> **THE EXERCISE**:
Rescale the data below from the line containing "the white dress" through the end of the data, both ends included, by repeating every line, requests included, with each x and y coordinate in the answers multiplied by 1.35 and rounded to a whole number, halves rounded up. Give only those lines.

## begin RECORD EXTRACTS

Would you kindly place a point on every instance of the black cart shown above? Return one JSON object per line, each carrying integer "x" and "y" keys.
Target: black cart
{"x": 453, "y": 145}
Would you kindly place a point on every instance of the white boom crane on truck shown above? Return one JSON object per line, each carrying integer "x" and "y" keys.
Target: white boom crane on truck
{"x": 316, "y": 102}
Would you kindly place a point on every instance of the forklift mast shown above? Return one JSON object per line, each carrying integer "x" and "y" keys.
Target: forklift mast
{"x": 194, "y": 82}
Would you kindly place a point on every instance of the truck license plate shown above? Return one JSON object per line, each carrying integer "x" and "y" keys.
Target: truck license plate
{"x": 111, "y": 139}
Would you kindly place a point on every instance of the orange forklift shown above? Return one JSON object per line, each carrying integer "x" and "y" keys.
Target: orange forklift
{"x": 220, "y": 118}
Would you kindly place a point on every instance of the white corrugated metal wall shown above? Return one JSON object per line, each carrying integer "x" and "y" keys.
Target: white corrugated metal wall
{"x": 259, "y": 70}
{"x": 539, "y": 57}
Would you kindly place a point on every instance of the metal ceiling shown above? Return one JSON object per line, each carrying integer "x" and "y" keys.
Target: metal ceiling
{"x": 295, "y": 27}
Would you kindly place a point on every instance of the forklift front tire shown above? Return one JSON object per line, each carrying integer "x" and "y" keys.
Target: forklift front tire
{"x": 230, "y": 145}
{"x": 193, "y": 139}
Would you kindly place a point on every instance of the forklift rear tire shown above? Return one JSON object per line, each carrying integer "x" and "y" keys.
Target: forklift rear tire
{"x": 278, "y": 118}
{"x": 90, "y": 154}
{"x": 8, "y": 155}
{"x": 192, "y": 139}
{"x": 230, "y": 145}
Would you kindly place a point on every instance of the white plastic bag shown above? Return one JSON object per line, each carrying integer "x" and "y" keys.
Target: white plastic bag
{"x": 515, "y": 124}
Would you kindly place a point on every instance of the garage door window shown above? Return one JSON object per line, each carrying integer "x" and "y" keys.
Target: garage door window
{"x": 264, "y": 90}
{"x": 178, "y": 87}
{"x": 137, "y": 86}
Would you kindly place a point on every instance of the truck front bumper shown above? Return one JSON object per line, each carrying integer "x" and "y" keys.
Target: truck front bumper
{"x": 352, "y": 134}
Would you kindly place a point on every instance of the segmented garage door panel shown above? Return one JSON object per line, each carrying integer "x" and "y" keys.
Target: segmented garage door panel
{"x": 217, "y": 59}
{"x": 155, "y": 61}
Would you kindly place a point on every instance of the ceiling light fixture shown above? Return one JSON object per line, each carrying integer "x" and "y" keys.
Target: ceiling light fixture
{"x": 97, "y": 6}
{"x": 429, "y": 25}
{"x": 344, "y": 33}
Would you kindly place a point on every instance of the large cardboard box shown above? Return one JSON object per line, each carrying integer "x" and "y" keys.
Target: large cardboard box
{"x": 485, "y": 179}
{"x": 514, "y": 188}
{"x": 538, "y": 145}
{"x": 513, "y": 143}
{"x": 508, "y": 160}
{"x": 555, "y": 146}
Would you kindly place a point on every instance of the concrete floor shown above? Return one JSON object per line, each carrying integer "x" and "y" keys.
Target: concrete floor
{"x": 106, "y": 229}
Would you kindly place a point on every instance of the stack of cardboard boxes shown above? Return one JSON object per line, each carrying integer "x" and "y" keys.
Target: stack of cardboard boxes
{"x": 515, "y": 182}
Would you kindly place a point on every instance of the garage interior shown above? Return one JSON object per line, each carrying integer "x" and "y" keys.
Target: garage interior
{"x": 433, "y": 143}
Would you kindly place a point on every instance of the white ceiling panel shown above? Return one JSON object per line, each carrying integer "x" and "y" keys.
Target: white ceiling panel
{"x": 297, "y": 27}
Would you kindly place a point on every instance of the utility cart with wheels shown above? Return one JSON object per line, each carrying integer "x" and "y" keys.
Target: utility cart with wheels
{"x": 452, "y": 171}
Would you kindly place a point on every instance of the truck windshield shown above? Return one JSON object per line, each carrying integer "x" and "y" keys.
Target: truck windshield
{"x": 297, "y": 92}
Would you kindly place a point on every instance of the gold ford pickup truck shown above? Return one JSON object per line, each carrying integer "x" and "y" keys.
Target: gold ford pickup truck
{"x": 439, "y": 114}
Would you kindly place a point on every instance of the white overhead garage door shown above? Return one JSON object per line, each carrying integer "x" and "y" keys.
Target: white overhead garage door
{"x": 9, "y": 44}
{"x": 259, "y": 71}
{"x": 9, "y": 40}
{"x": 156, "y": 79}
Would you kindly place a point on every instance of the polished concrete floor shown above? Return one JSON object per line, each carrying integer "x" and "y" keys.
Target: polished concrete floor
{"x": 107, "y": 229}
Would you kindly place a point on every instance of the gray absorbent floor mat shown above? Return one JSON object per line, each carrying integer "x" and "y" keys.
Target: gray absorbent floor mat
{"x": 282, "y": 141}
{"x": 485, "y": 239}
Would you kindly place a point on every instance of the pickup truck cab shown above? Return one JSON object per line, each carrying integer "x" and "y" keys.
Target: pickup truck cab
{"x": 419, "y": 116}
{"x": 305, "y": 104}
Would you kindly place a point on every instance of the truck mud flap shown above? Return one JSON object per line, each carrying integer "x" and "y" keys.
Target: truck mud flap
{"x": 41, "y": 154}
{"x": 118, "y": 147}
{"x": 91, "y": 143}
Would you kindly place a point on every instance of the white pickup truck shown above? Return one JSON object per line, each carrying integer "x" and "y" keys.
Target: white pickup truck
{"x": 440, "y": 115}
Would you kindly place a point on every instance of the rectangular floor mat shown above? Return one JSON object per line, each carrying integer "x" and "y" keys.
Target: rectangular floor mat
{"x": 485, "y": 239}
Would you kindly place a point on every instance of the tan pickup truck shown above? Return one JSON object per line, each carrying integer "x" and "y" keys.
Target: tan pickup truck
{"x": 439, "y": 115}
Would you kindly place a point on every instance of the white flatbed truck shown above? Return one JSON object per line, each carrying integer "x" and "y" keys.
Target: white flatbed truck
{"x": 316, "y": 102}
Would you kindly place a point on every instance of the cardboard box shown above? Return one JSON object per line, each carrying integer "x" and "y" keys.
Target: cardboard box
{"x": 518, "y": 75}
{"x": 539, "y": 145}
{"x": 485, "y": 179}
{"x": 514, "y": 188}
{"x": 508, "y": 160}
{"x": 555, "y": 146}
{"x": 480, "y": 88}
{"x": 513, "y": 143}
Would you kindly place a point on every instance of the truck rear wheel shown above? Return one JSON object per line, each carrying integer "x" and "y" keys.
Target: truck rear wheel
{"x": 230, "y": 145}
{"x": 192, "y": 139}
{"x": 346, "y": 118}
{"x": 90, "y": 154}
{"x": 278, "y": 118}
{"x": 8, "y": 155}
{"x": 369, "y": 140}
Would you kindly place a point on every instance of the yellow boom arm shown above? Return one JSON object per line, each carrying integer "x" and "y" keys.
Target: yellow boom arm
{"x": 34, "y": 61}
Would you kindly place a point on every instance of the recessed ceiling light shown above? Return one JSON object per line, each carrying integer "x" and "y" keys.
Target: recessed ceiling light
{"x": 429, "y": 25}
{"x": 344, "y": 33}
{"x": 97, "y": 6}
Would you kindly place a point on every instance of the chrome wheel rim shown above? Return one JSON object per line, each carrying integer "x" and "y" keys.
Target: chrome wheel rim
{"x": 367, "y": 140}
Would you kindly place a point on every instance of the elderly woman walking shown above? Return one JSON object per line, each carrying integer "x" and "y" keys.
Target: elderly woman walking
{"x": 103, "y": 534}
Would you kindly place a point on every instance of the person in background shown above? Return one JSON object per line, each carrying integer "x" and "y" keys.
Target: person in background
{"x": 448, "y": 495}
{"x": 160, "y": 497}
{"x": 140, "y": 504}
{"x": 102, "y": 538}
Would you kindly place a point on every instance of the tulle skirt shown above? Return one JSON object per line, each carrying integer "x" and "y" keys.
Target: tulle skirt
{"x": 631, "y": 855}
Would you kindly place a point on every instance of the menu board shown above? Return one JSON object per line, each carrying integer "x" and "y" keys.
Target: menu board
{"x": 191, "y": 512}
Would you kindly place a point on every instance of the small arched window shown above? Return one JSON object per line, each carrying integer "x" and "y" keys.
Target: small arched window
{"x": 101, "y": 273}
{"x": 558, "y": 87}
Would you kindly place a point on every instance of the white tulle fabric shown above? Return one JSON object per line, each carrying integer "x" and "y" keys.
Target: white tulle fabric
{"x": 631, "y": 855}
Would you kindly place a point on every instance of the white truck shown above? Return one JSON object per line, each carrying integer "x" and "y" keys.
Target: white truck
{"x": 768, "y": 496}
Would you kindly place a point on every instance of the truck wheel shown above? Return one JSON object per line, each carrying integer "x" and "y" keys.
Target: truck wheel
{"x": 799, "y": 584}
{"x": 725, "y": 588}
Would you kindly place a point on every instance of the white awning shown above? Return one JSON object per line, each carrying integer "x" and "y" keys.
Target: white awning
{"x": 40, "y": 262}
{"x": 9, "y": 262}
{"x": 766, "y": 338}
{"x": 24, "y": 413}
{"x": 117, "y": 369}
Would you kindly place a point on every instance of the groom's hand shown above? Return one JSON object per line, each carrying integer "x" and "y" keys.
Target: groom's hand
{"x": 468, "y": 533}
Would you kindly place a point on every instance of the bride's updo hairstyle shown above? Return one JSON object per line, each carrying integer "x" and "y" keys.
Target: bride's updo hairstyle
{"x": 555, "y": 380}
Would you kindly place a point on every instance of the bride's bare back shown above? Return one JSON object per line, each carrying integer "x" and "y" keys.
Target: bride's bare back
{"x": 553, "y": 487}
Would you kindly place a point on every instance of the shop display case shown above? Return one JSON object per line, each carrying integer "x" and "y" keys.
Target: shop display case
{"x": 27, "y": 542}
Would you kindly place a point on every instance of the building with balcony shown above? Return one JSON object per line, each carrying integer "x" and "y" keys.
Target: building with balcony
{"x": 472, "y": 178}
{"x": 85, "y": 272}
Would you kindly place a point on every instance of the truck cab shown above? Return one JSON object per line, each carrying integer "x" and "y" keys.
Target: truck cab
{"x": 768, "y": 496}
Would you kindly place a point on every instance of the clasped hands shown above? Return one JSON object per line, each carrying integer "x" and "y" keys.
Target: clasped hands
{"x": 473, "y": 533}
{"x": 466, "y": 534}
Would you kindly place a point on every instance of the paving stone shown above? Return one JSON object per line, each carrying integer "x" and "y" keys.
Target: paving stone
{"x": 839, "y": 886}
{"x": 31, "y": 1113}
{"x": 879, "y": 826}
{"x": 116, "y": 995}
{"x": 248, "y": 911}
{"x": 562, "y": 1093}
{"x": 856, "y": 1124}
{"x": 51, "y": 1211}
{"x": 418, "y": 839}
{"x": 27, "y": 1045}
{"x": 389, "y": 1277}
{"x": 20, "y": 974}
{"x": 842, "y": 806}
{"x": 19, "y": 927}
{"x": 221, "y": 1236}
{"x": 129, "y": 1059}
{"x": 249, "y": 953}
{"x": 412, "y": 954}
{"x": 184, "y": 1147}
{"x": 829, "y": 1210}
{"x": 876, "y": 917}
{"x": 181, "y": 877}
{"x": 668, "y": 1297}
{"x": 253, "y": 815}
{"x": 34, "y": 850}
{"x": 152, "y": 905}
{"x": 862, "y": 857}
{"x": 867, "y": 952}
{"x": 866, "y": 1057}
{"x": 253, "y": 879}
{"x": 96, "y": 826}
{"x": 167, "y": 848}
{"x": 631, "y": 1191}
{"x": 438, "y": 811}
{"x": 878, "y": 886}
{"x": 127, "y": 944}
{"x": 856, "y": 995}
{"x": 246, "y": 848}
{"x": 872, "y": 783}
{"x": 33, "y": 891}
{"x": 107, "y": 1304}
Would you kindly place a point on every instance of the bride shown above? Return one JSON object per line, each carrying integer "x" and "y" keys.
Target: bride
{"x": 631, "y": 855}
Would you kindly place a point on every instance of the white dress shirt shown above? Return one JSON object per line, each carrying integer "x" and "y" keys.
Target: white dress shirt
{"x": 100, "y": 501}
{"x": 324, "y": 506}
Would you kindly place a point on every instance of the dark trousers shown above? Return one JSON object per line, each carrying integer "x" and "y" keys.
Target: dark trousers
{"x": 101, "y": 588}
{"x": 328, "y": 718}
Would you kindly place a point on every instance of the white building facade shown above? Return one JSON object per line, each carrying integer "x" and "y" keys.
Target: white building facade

## end RECORD EXTRACTS

> **EXERCISE OUTPUT**:
Would you kindly place a point on every instance of the white dress shirt shown above? Return one JSON object per line, each carrying integer "x" and "y" keys.
Target: white dress shirt
{"x": 135, "y": 676}
{"x": 437, "y": 683}
Would you kindly place a point on every instance of the dark trousers shown above? Return one JSON object per line, each carrying integer "x" and "y" keys.
Target: dark trousers
{"x": 136, "y": 794}
{"x": 443, "y": 969}
Would you kindly place a point on every instance of the white building facade shown above? Return one JSON object per line, each carrying integer "x" and "y" keys.
Target: white building facade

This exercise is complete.